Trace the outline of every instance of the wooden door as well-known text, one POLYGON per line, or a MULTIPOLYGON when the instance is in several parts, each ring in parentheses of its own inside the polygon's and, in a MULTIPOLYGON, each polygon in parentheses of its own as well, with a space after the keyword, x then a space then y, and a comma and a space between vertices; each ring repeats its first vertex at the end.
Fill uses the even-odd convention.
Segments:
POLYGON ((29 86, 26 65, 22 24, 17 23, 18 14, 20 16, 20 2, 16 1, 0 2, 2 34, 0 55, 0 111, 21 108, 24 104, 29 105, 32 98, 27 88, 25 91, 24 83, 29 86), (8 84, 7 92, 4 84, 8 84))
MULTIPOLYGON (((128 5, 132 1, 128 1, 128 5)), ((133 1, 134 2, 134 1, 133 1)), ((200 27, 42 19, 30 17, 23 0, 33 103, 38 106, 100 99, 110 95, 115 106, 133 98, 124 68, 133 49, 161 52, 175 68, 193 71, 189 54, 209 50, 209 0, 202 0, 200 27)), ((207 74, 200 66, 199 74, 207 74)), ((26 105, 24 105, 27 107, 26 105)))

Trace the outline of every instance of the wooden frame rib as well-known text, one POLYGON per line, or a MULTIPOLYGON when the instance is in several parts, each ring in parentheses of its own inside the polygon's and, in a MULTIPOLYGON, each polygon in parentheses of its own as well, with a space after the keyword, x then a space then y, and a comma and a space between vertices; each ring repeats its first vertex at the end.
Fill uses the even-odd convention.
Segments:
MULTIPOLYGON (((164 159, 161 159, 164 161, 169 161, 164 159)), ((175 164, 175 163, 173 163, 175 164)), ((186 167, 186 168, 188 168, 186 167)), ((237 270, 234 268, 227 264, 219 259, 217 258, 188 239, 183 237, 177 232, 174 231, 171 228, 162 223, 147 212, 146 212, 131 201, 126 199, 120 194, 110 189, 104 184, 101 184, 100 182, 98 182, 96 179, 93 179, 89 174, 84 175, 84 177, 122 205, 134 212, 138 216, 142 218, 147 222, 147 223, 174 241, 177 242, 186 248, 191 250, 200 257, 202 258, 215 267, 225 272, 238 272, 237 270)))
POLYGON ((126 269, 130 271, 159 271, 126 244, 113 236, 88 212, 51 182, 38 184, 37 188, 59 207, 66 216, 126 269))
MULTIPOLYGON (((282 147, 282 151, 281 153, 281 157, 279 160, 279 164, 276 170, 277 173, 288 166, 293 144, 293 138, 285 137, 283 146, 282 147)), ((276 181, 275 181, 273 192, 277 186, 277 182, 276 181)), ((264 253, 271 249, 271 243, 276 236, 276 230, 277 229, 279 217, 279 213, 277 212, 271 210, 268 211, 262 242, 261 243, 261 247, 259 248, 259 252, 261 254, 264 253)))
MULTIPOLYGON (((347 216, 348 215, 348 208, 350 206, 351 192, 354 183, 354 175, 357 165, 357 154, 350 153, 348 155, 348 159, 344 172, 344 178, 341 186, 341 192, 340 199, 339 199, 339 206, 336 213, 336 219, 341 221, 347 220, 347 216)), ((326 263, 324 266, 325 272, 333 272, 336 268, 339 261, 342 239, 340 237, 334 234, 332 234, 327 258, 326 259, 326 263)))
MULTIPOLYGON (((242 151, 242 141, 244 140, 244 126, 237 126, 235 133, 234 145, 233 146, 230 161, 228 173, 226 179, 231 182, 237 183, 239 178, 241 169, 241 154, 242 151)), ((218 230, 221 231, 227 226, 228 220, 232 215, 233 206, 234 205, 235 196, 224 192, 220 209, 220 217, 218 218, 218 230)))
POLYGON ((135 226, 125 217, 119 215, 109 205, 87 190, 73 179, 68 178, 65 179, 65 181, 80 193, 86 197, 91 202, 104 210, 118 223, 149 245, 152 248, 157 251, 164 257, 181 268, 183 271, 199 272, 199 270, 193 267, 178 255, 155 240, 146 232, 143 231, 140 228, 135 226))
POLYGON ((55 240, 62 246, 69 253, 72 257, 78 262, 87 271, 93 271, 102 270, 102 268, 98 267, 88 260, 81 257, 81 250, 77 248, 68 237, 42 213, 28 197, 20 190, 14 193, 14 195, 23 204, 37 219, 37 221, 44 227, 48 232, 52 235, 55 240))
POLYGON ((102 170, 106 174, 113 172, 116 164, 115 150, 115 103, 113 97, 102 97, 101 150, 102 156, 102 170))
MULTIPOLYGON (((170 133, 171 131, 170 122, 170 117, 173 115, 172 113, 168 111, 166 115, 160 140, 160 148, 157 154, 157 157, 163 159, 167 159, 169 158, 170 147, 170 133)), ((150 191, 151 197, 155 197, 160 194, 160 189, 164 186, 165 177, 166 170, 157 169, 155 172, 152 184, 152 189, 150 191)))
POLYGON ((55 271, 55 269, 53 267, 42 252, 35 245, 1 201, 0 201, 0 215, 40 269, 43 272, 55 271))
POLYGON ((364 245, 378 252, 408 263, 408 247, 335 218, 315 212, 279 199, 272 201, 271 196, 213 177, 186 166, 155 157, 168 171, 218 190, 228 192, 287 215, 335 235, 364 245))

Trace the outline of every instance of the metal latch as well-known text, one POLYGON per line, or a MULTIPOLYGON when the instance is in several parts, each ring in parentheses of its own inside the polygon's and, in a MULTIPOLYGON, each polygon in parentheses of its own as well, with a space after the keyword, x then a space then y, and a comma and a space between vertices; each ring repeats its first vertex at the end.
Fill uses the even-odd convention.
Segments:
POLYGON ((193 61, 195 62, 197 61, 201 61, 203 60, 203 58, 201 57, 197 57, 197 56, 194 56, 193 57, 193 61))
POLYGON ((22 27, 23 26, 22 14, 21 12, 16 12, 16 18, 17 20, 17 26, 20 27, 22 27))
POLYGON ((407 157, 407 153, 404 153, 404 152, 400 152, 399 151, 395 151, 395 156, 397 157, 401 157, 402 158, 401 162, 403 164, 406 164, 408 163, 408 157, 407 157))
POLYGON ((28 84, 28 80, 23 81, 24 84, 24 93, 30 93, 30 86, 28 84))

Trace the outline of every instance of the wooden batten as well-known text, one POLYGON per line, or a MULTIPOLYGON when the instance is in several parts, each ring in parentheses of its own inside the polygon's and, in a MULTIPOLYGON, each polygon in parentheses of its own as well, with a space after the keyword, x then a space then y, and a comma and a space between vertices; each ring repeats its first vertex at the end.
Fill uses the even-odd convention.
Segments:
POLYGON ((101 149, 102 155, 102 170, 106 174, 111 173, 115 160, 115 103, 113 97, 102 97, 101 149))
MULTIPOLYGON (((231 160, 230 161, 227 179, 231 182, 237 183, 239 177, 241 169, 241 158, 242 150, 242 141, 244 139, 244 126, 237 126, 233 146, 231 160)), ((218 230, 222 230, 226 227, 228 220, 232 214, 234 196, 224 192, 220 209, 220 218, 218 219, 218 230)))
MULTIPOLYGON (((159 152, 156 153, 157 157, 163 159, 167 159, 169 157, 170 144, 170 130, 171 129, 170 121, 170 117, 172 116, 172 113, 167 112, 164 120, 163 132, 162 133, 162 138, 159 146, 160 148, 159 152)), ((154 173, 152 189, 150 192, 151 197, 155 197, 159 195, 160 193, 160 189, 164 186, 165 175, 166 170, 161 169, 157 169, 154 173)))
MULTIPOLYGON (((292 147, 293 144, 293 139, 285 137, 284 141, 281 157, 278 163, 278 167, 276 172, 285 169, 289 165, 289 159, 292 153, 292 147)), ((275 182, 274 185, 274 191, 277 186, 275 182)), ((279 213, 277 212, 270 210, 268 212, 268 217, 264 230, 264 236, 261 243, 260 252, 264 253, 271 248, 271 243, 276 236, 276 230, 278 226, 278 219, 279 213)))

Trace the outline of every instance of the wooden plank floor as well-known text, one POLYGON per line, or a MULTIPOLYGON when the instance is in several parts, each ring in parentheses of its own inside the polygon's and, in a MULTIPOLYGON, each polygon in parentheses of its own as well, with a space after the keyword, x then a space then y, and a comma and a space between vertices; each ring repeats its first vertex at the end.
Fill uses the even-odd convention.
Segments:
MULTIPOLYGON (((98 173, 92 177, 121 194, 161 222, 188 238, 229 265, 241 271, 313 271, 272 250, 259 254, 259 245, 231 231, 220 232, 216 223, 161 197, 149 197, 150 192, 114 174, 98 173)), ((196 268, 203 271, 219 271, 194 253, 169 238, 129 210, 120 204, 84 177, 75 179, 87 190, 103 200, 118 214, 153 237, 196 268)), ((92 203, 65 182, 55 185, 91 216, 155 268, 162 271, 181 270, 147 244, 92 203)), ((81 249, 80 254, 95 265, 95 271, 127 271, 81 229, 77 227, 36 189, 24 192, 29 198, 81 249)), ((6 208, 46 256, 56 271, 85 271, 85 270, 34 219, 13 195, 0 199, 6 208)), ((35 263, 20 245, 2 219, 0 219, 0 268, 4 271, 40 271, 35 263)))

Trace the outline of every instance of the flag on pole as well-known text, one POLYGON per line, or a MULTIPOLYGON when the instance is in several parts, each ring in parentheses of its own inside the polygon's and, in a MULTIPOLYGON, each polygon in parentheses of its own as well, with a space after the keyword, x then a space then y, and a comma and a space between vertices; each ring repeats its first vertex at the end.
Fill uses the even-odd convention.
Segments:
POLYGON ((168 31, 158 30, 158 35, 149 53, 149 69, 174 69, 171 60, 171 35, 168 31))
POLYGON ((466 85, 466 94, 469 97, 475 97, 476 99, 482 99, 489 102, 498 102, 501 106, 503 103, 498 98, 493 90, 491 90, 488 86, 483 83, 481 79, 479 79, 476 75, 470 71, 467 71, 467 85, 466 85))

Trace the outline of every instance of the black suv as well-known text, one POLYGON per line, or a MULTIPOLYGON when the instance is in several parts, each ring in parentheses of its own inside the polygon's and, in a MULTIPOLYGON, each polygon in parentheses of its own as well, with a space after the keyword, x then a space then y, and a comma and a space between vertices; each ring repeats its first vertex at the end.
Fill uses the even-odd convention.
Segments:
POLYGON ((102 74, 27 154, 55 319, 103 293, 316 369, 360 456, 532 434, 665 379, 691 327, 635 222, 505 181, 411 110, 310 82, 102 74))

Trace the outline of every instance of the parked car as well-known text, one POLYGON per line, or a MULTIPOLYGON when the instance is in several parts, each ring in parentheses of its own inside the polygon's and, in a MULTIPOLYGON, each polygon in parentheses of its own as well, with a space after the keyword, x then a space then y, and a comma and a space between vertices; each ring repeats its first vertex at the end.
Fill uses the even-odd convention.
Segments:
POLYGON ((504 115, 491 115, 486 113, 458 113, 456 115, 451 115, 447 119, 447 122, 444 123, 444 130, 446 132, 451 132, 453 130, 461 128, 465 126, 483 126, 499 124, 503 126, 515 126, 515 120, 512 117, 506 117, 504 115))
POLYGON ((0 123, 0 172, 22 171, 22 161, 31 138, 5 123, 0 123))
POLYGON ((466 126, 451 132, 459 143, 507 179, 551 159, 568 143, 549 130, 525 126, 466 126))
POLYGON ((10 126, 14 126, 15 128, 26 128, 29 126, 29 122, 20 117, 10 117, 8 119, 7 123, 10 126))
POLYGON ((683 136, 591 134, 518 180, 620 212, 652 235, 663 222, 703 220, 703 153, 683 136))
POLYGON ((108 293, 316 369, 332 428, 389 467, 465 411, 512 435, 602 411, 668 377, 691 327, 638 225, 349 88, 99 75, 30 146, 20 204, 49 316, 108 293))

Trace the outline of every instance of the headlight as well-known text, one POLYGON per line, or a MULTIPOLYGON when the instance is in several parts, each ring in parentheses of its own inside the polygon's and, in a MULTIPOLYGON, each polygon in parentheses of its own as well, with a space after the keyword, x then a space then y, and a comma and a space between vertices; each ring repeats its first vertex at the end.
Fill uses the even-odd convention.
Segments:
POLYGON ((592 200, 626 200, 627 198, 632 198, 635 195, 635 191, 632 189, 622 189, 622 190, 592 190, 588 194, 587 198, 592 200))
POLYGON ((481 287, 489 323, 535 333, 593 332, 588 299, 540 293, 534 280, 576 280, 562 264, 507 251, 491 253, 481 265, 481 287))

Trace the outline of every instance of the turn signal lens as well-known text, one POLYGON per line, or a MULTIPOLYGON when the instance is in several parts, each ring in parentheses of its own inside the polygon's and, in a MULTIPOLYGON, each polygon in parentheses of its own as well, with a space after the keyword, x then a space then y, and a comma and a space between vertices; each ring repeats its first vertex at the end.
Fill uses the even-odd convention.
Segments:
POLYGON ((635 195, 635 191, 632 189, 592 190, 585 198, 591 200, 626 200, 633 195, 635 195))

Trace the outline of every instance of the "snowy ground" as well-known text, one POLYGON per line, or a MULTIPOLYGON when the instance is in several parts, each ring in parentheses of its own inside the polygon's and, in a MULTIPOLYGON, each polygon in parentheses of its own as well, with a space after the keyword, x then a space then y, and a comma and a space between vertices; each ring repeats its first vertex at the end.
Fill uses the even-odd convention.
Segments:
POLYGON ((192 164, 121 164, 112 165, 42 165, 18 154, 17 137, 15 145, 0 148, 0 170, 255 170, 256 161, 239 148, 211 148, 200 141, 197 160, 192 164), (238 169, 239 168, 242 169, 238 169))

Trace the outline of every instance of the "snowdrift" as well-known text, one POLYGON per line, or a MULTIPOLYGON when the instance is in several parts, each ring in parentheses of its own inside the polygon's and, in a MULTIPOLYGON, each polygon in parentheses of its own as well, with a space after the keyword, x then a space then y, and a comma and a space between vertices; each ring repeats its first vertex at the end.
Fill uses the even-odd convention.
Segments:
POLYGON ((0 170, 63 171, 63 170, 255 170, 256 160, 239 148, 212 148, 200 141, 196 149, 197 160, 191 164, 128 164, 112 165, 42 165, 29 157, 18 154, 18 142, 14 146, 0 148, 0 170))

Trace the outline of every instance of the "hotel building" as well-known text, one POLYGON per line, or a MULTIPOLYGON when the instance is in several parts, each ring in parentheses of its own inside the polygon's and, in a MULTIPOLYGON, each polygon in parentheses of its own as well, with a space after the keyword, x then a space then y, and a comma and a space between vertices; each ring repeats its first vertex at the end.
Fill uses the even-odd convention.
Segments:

============

## TASK DESCRIPTION
Copy out the records word for word, from their first line through the line containing "MULTIPOLYGON (((128 5, 132".

## RIGHT ANSWER
Trace the outline of every instance of the wooden door as well-known text, one POLYGON per line, or a MULTIPOLYGON when the instance is in several parts, each ring in parentheses of its own inside the polygon's and, in a MULTIPOLYGON, each polygon in parentheses of its own as well, with a space after the keyword, x then a space then y, and a comma and a space between vertices; each ring repeats its first vertex at the end.
Fill uses the even-odd convention.
Segments:
POLYGON ((29 86, 26 65, 22 24, 17 23, 18 14, 20 16, 20 2, 16 1, 0 2, 2 34, 0 55, 0 111, 21 108, 24 104, 29 105, 32 98, 27 88, 25 91, 24 83, 29 86), (8 84, 7 92, 4 84, 8 84))
MULTIPOLYGON (((128 5, 132 1, 128 1, 128 5)), ((133 1, 134 2, 134 1, 133 1)), ((200 27, 42 19, 30 17, 23 0, 33 103, 38 106, 100 99, 110 95, 115 106, 133 98, 124 68, 133 49, 161 52, 175 68, 193 71, 189 54, 209 50, 209 0, 202 0, 200 27)), ((207 74, 200 66, 199 74, 207 74)), ((26 105, 24 105, 27 107, 26 105)))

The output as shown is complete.